### DO THIS
Copy everything from the line containing "[locate] the man" down to the end of the records, keeping every line unchanged.

***** SUPPLIED RECORDS

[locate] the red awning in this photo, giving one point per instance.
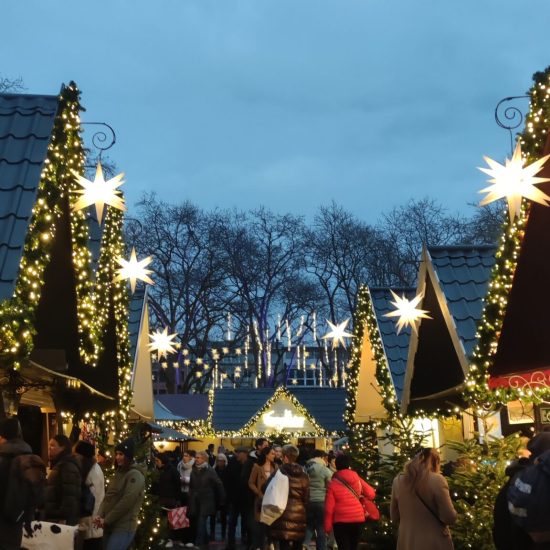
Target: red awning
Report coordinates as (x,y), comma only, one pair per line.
(536,379)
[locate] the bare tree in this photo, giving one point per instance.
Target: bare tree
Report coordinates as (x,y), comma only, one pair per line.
(265,262)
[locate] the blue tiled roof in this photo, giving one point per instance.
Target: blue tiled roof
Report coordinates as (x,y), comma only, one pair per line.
(396,346)
(26,123)
(233,408)
(464,273)
(134,318)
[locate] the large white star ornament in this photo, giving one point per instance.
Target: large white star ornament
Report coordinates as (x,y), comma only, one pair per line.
(513,180)
(338,333)
(162,342)
(99,192)
(406,311)
(133,269)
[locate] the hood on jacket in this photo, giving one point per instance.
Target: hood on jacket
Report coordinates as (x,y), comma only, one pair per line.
(15,447)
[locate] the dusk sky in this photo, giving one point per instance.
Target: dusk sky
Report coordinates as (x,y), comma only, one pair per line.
(288,103)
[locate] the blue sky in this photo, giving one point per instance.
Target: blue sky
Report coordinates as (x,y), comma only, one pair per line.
(288,103)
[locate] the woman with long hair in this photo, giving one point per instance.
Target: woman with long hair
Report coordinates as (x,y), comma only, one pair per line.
(421,504)
(64,484)
(261,472)
(344,514)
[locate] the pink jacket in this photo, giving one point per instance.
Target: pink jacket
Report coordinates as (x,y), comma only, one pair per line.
(341,505)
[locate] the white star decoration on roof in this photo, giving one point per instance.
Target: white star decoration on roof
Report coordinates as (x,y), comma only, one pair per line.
(406,311)
(162,342)
(513,180)
(133,269)
(338,333)
(99,192)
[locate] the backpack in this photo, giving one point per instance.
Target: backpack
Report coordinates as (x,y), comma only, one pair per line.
(87,501)
(529,499)
(25,487)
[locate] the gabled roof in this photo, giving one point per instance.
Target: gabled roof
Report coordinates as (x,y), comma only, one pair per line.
(26,124)
(464,273)
(233,408)
(396,346)
(454,280)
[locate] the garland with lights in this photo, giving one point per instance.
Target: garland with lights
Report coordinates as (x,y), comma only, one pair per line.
(532,141)
(65,153)
(205,428)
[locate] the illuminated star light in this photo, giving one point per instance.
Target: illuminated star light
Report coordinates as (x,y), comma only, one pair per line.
(133,269)
(162,342)
(407,311)
(99,192)
(514,181)
(338,333)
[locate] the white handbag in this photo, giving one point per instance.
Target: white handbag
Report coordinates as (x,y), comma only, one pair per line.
(275,498)
(49,536)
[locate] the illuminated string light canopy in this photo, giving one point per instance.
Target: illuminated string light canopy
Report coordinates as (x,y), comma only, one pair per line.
(99,192)
(514,181)
(162,342)
(133,270)
(406,311)
(337,333)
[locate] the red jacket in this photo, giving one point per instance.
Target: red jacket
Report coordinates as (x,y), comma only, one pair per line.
(341,505)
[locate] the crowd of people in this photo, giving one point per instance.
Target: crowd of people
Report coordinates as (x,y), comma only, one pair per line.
(325,502)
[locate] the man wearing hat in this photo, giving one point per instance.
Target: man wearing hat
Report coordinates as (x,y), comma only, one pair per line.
(237,490)
(11,446)
(118,514)
(506,534)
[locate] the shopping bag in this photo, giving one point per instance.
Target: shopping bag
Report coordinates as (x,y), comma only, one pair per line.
(275,498)
(49,536)
(177,518)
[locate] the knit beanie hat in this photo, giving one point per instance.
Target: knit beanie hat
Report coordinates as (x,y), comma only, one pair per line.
(10,428)
(85,449)
(126,447)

**********

### EXERCISE RESPONSE
[locate] the man wearing hat in this photo, giving one point per instance.
Target: man wearing hat
Report coordinates as (x,y), comma only, one pair per line.
(237,490)
(11,446)
(118,514)
(506,534)
[locate] the shopping bag in this photo, giving one point per instance.
Target: shopping bag
Report coordinates as (x,y), comma only, one pair per line.
(275,498)
(49,536)
(177,518)
[locate] the knit beanie hat in this photo, giving one point per instance.
Target: knit beanie hat
Report coordinates as (x,y), comma only, one pair per line.
(10,428)
(85,449)
(126,447)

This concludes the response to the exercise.